### PASSAGE TO READ

========================

Broker Check

Yes, stocks are undervalued

April 19, 2021

The S&P 500 fell almost 50% between mid-February and mid-March 2020, during the initial stages of the pandemic. It bottomed at roughly 2,224 during the nationwide strategy of shutting down for “15 days to slow the spread.” Because this was not a normal recession, and the market went into the shutdown undervalued, we believed stock prices would recover as business returned to more normal levels. 

By Thanksgiving 2020, even though the US economy was still producing less than it had pre-pandemic, the stock market had fully recovered and gone to new highs. On November 27, 2020, with the S&P 500 at 3,638, I speculated a yearend target for 2021 at 4,200, which was 15.4% higher. As of the close of trading on Friday, the S&P 500 was at 4,185.

Looking back, there are a number of things that pushed the market to this point. Technology and communication helped the world adjust to shutdowns, big box stores stayed open, the government disbursed trillions of borrowed dollars, a vaccine was invented in less than a year, the money supply exploded, and the Fed cut short-term interest rates to roughly zero and committed to keeping them there. Because of all this, profits have soared and I believe they will continue to soar.

With real GDP growth of 6%+ this year and S&P 500 earnings expected to grow by 27%, or more, stocks will easily bust through our original target by year-end and so we are raising our year-end target to 4,500, which is 7.5% higher than the Friday close. Now, we could be surprised with even higher growth for stocks depending on the sectors you are in.  

Some investors and analysts are skittish about further gains in equities. The price-to-earnings (P/E) ratio on the S&P 500 is 32.6 (based on trailing earnings) – is high by historical standards. And the total market capitalization of the S&P 500 has reached about 175% of GDP. Under normal circumstances, this would be a red flag, but these are not normal times. 

Technology companies have expanded more rapidly than they would have because of the pandemic. These stocks have had an outsized impact on stock indices, and many have very high P/E ratios. We can divide the S&P 500 into the S&P 10 and the S&P 490. Valuations of each part have diverged.

========================

Resume the article on stock valuations with the sentence that follows its final line. The data below is from a separate source and has no connection to the article on stock valuations.

### INFORMATION SHOWN
========================

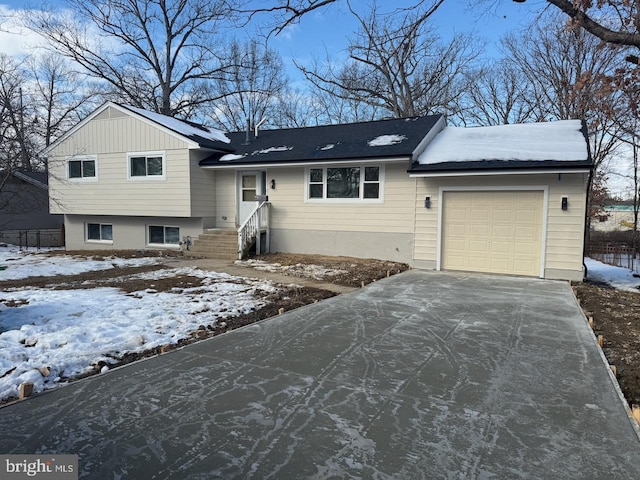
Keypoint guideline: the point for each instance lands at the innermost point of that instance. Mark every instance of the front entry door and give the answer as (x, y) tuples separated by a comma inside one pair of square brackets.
[(250, 184)]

========================

### ANSWER SECTION
Also, persistently low-interest rates make higher P/E ratios more sustainable as future profit growth is worth more with a lower discount rate. Valuing stocks on current earnings is misleading as the corporate earnings are expanding and will accelerate those numbers. 

Using fourth-quarter profits, it would take a 10-year yield of about 2.4% for our model to show that the stock market is currently trading at fair value. And that assumes no further growth in profits which I believe is not possible, particularly as the airline, restaurant, and hotel industry fully open. 

With the Fed committed to holding rates down, it would take an upside surprise to an already very strong growth forecast to push the 10-year Treasury yield above 2.4% anytime soon. And if it does happen, it would likely be accompanied by even faster profit growth that lifts our model’s estimate of fair value. That’s why we are comfortable with a year-end target of 4,500 for the S&P 500. 

While the market won’t move in a straight line, and a correction is always possible, as the economy opens up, those sectors of the market that fell behind in the past year (because of shutdowns and limited global trade) will be a source of strength. The Fed remains highly accommodative, there are trillions of dollars of cash on the sidelines, vaccines have reached over 50% of Americans, and the economy is expanding rapidly. Some valuations have been stretched, but the market as a whole remains undervalued. As a result, we remain bullish and are lifting our targets.

For the week ending April 16, the Dow finished 1.18% higher, the Nasdaq increased 1.09%, and the S&P 500 gained 1.37%. The Russell 2000 was up 0.89%, and the Wilshire 5000 climbed 1.39%.